Dataset lines showing where objects appear:

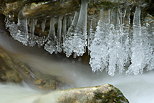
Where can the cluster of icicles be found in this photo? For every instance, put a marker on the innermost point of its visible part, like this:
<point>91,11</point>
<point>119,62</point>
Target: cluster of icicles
<point>113,44</point>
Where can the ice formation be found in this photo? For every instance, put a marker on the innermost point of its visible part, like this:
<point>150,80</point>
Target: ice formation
<point>77,35</point>
<point>114,43</point>
<point>142,50</point>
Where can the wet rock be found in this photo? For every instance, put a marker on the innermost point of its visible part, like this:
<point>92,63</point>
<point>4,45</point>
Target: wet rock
<point>99,94</point>
<point>13,70</point>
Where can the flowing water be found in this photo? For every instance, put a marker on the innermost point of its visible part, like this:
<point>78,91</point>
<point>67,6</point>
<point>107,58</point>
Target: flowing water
<point>138,89</point>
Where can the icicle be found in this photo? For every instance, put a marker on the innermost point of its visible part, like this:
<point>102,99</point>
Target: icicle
<point>98,48</point>
<point>141,50</point>
<point>50,46</point>
<point>43,25</point>
<point>77,41</point>
<point>22,35</point>
<point>67,40</point>
<point>59,32</point>
<point>64,28</point>
<point>32,38</point>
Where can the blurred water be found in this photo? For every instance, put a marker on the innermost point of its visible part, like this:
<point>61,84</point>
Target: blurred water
<point>138,89</point>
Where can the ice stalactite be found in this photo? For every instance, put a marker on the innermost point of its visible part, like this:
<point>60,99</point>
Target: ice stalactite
<point>109,48</point>
<point>43,25</point>
<point>141,48</point>
<point>117,43</point>
<point>98,48</point>
<point>76,42</point>
<point>32,40</point>
<point>64,28</point>
<point>18,31</point>
<point>59,34</point>
<point>68,37</point>
<point>50,46</point>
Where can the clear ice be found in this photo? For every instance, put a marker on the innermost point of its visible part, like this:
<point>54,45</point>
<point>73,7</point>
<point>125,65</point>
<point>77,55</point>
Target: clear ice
<point>114,44</point>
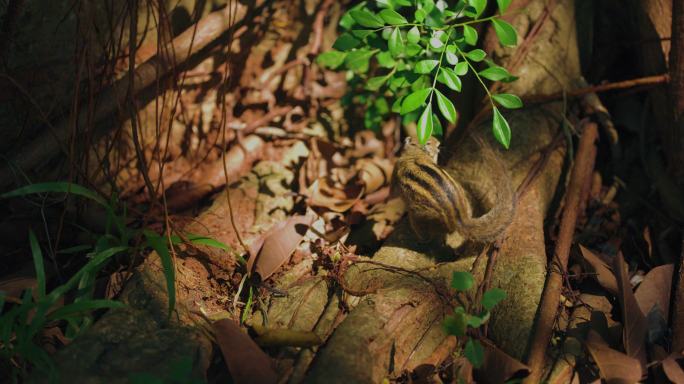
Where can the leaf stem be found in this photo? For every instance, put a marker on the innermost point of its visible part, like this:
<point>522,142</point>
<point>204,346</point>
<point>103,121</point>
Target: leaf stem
<point>477,75</point>
<point>439,66</point>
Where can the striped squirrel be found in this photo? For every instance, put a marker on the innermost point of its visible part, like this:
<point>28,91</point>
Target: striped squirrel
<point>437,204</point>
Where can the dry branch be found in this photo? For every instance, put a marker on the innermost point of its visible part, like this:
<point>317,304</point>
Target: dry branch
<point>548,308</point>
<point>194,39</point>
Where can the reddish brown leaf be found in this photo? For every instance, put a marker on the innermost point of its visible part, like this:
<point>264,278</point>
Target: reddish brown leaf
<point>634,321</point>
<point>499,367</point>
<point>655,289</point>
<point>183,195</point>
<point>602,271</point>
<point>615,367</point>
<point>278,245</point>
<point>246,362</point>
<point>673,370</point>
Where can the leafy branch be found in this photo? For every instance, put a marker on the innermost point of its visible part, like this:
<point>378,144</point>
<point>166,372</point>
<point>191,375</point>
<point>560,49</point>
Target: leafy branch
<point>420,43</point>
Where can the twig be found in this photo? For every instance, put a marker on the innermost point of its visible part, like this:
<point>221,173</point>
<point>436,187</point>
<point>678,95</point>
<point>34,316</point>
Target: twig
<point>185,45</point>
<point>548,307</point>
<point>578,92</point>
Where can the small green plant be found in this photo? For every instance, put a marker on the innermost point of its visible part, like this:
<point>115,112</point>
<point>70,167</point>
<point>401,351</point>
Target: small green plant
<point>463,318</point>
<point>21,324</point>
<point>397,51</point>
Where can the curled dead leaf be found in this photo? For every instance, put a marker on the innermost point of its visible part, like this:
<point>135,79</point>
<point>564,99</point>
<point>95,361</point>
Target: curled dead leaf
<point>278,244</point>
<point>634,321</point>
<point>334,199</point>
<point>280,337</point>
<point>614,366</point>
<point>374,173</point>
<point>602,271</point>
<point>655,289</point>
<point>673,370</point>
<point>245,360</point>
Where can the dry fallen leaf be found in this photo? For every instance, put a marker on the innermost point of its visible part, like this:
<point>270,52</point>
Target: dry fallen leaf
<point>278,245</point>
<point>374,173</point>
<point>634,321</point>
<point>499,367</point>
<point>614,366</point>
<point>603,274</point>
<point>655,289</point>
<point>245,360</point>
<point>14,286</point>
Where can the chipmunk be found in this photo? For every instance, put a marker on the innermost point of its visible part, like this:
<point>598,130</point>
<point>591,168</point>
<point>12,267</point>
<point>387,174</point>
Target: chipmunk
<point>438,204</point>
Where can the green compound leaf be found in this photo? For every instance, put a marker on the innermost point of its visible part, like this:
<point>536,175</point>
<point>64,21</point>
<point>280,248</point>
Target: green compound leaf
<point>437,128</point>
<point>501,129</point>
<point>448,77</point>
<point>396,106</point>
<point>396,43</point>
<point>374,83</point>
<point>425,66</point>
<point>413,49</point>
<point>346,42</point>
<point>392,17</point>
<point>358,60</point>
<point>492,297</point>
<point>414,100</point>
<point>424,127</point>
<point>361,33</point>
<point>503,5</point>
<point>450,54</point>
<point>419,15</point>
<point>508,100</point>
<point>331,59</point>
<point>476,55</point>
<point>505,32</point>
<point>366,18</point>
<point>413,35</point>
<point>474,352</point>
<point>461,68</point>
<point>495,73</point>
<point>470,35</point>
<point>455,324</point>
<point>479,6</point>
<point>446,107</point>
<point>38,263</point>
<point>385,60</point>
<point>462,281</point>
<point>436,43</point>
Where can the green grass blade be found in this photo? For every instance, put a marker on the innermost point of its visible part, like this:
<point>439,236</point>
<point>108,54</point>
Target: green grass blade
<point>38,263</point>
<point>160,246</point>
<point>208,241</point>
<point>57,187</point>
<point>82,306</point>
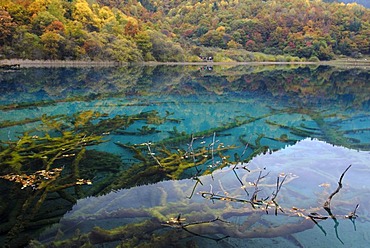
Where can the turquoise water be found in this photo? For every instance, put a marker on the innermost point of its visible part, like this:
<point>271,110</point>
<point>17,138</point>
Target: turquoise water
<point>186,157</point>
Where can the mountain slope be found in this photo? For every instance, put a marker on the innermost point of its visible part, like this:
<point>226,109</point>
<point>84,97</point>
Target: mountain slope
<point>174,30</point>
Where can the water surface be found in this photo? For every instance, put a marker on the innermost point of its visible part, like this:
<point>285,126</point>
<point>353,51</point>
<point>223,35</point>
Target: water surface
<point>185,155</point>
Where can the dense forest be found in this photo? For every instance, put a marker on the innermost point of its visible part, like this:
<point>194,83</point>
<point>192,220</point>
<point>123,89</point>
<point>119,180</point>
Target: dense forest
<point>365,3</point>
<point>174,30</point>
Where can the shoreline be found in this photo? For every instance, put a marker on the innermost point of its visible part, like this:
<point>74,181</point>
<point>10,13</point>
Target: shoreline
<point>20,63</point>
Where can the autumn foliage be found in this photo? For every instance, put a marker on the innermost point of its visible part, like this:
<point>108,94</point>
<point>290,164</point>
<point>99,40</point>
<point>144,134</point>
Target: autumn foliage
<point>169,30</point>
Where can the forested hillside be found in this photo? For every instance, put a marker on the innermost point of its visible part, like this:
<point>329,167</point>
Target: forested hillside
<point>174,30</point>
<point>365,3</point>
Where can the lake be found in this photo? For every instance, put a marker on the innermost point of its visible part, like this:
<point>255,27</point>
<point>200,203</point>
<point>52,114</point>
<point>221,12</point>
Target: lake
<point>185,156</point>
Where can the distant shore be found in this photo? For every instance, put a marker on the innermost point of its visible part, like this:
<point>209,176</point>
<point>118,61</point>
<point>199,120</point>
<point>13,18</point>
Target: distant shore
<point>81,63</point>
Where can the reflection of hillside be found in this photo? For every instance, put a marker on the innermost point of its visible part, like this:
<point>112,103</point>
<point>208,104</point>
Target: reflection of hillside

## Directions
Give the lines above as a JSON list of strings, one string per line, with blank lines left out. Leave the pictures out of your answer.

## Complete response
[
  "Where can the cluster of icicles be found in this photo? For every instance, put a marker on the innermost point of its visible part, like this:",
  "<point>91,11</point>",
  "<point>119,62</point>",
  "Target: cluster of icicles",
  "<point>113,44</point>",
  "Where can the ice formation be found in this photo? For every instance, put a marker on the innermost point of its visible part, like this:",
  "<point>150,80</point>",
  "Target: ice formation",
  "<point>77,35</point>",
  "<point>114,43</point>",
  "<point>142,50</point>",
  "Where can the wet rock be found in this photo? For every instance, put a marker on the innermost point of its visible part, like this:",
  "<point>92,63</point>",
  "<point>4,45</point>",
  "Target: wet rock",
  "<point>99,94</point>",
  "<point>13,70</point>",
  "Where can the flowing water be found in this photo? For every instance, put a marker on the innermost point of its visible part, like this:",
  "<point>78,91</point>",
  "<point>67,6</point>",
  "<point>107,58</point>",
  "Target: flowing water",
  "<point>138,89</point>",
  "Where can the icicle be found in this photo? For every instance, put a marker on the innermost point of its visible part, like this:",
  "<point>102,99</point>",
  "Target: icicle",
  "<point>98,48</point>",
  "<point>141,50</point>",
  "<point>50,46</point>",
  "<point>43,25</point>",
  "<point>77,41</point>",
  "<point>22,35</point>",
  "<point>67,40</point>",
  "<point>59,32</point>",
  "<point>64,28</point>",
  "<point>32,38</point>",
  "Where can the blurred water be found in this photo? For every instance, put a marker on the innermost point of its visible part, like this:",
  "<point>61,84</point>",
  "Target: blurred water",
  "<point>138,89</point>",
  "Where can the ice stalactite be found in this photo? For every instance, put a marker on the innermost point of its visible part, like this:",
  "<point>60,99</point>",
  "Target: ice stalactite",
  "<point>109,48</point>",
  "<point>43,25</point>",
  "<point>141,48</point>",
  "<point>117,43</point>",
  "<point>98,48</point>",
  "<point>76,42</point>",
  "<point>32,40</point>",
  "<point>64,28</point>",
  "<point>18,31</point>",
  "<point>59,34</point>",
  "<point>68,37</point>",
  "<point>50,46</point>",
  "Where can the clear ice be found in this photo? For every instance, put a marker on the innermost point of its visible part, like this:",
  "<point>54,45</point>",
  "<point>73,7</point>",
  "<point>125,65</point>",
  "<point>77,55</point>",
  "Target: clear ice",
  "<point>114,44</point>",
  "Where can the leaf stem be found in this photo? For every instance, put a marker on the innermost point of its visible part, like this:",
  "<point>522,142</point>",
  "<point>204,346</point>",
  "<point>103,121</point>",
  "Target: leaf stem",
  "<point>477,75</point>",
  "<point>439,66</point>",
  "Where can the striped squirrel be found in this photo? For every instance, put a marker on the innermost point of its visible part, like this:",
  "<point>28,91</point>",
  "Target: striped squirrel",
  "<point>437,204</point>",
  "Where can the dry branch be found in this photo? For every instance, put a marker on the innermost point of its visible part, like this:",
  "<point>317,304</point>",
  "Target: dry branch",
  "<point>548,308</point>",
  "<point>194,39</point>",
  "Where can the reddish brown leaf be found in this photo? For every instance, put a marker on the innermost point of its visible part, like this:",
  "<point>264,278</point>",
  "Target: reddish brown leaf",
  "<point>634,321</point>",
  "<point>499,367</point>",
  "<point>655,289</point>",
  "<point>183,195</point>",
  "<point>602,271</point>",
  "<point>615,367</point>",
  "<point>278,245</point>",
  "<point>246,362</point>",
  "<point>673,370</point>",
  "Where can the leafy branch be found in this photo? For every instance, put a marker on the innermost point of its visible part, like this:",
  "<point>378,144</point>",
  "<point>166,372</point>",
  "<point>191,375</point>",
  "<point>560,49</point>",
  "Target: leafy branch",
  "<point>420,43</point>",
  "Where can the twig be found in this photo? For every instance, put a marker on the innermost point of its visible part, like this:",
  "<point>221,173</point>",
  "<point>436,187</point>",
  "<point>678,95</point>",
  "<point>34,316</point>",
  "Target: twig",
  "<point>185,45</point>",
  "<point>548,307</point>",
  "<point>578,92</point>",
  "Where can the small green plant be found in this photo? For every instance, put a marker on the innermost point of its visible part, like this:",
  "<point>115,112</point>",
  "<point>70,167</point>",
  "<point>401,351</point>",
  "Target: small green plant",
  "<point>463,318</point>",
  "<point>21,324</point>",
  "<point>397,51</point>",
  "Where can the curled dead leaf be found in this photo? For every instance, put a marker on the innermost point of its visible part, like this:",
  "<point>135,79</point>",
  "<point>564,99</point>",
  "<point>95,361</point>",
  "Target: curled dead leaf",
  "<point>278,244</point>",
  "<point>634,321</point>",
  "<point>334,199</point>",
  "<point>280,337</point>",
  "<point>614,366</point>",
  "<point>374,173</point>",
  "<point>602,271</point>",
  "<point>655,289</point>",
  "<point>673,370</point>",
  "<point>245,360</point>",
  "Where can the dry fallen leaf be found in this photo? For every instance, put a marker on the innermost point of its visible part, like this:",
  "<point>270,52</point>",
  "Target: dry fallen leaf",
  "<point>278,245</point>",
  "<point>374,173</point>",
  "<point>634,321</point>",
  "<point>499,367</point>",
  "<point>614,366</point>",
  "<point>603,274</point>",
  "<point>655,289</point>",
  "<point>245,360</point>",
  "<point>14,286</point>",
  "Where can the chipmunk be found in this photo? For every instance, put a marker on the innermost point of its visible part, like this:",
  "<point>598,130</point>",
  "<point>591,168</point>",
  "<point>12,267</point>",
  "<point>387,174</point>",
  "Target: chipmunk",
  "<point>438,204</point>",
  "Where can the green compound leaf be found in this photo? For every instance, put a marker on the innermost point of its visible part, like this:",
  "<point>536,175</point>",
  "<point>64,21</point>",
  "<point>280,248</point>",
  "Target: green compound leaf",
  "<point>437,128</point>",
  "<point>501,129</point>",
  "<point>448,77</point>",
  "<point>396,106</point>",
  "<point>396,43</point>",
  "<point>374,83</point>",
  "<point>425,66</point>",
  "<point>413,49</point>",
  "<point>346,42</point>",
  "<point>392,17</point>",
  "<point>358,60</point>",
  "<point>492,297</point>",
  "<point>414,100</point>",
  "<point>424,127</point>",
  "<point>361,33</point>",
  "<point>503,5</point>",
  "<point>450,54</point>",
  "<point>419,15</point>",
  "<point>508,100</point>",
  "<point>331,59</point>",
  "<point>476,55</point>",
  "<point>505,32</point>",
  "<point>366,18</point>",
  "<point>413,35</point>",
  "<point>474,352</point>",
  "<point>461,68</point>",
  "<point>495,73</point>",
  "<point>470,35</point>",
  "<point>455,324</point>",
  "<point>479,6</point>",
  "<point>446,107</point>",
  "<point>38,263</point>",
  "<point>385,60</point>",
  "<point>462,281</point>",
  "<point>436,43</point>",
  "Where can the green grass blade be found in this photo? For every instance, put a marker on the innermost point of its visible part, like this:",
  "<point>439,236</point>",
  "<point>108,54</point>",
  "Target: green grass blade",
  "<point>38,263</point>",
  "<point>160,246</point>",
  "<point>208,241</point>",
  "<point>57,187</point>",
  "<point>82,306</point>",
  "Where can the turquoise water be found in this photo? For every instance, put a marker on the innermost point of its visible part, like this:",
  "<point>271,110</point>",
  "<point>17,138</point>",
  "Target: turquoise water",
  "<point>186,157</point>",
  "Where can the mountain slope be found in this photo? For every instance, put a marker on the innermost point of its visible part, like this:",
  "<point>226,109</point>",
  "<point>84,97</point>",
  "Target: mountain slope",
  "<point>174,30</point>",
  "Where can the water surface be found in this photo? For every instance, put a marker on the innermost point of its visible part, like this:",
  "<point>285,126</point>",
  "<point>353,51</point>",
  "<point>223,35</point>",
  "Target: water surface",
  "<point>185,155</point>",
  "Where can the dense forest be found in this photo? For every instance, put a marker on the innermost point of its visible part, like this:",
  "<point>194,83</point>",
  "<point>192,220</point>",
  "<point>123,89</point>",
  "<point>119,180</point>",
  "Target: dense forest",
  "<point>365,3</point>",
  "<point>174,30</point>",
  "Where can the shoreline be found in this photo? For every instance, put a marker on the innermost point of its visible part, like this:",
  "<point>74,181</point>",
  "<point>10,13</point>",
  "Target: shoreline",
  "<point>20,63</point>",
  "Where can the autumn foliage be found in this photo? For every instance, put a marker on the innermost point of its visible part, like this:",
  "<point>108,94</point>",
  "<point>290,164</point>",
  "<point>99,40</point>",
  "<point>144,134</point>",
  "Target: autumn foliage",
  "<point>169,30</point>",
  "Where can the forested hillside be found in this photo? For every instance, put a marker on the innermost point of its visible part, like this:",
  "<point>329,167</point>",
  "Target: forested hillside",
  "<point>174,30</point>",
  "<point>365,3</point>",
  "Where can the lake be found in this photo? For every instance, put a marker on the innermost point of its visible part, like this:",
  "<point>255,27</point>",
  "<point>200,203</point>",
  "<point>52,114</point>",
  "<point>221,12</point>",
  "Target: lake",
  "<point>185,156</point>",
  "Where can the distant shore be found in this photo? For every instance, put a marker on the innermost point of its visible part, like this:",
  "<point>209,176</point>",
  "<point>118,61</point>",
  "<point>199,120</point>",
  "<point>13,18</point>",
  "Target: distant shore",
  "<point>81,63</point>",
  "Where can the reflection of hillside be found in this photo? For every instance, put a marker on the innermost point of its visible part, like this:",
  "<point>112,103</point>",
  "<point>208,104</point>",
  "Target: reflection of hillside"
]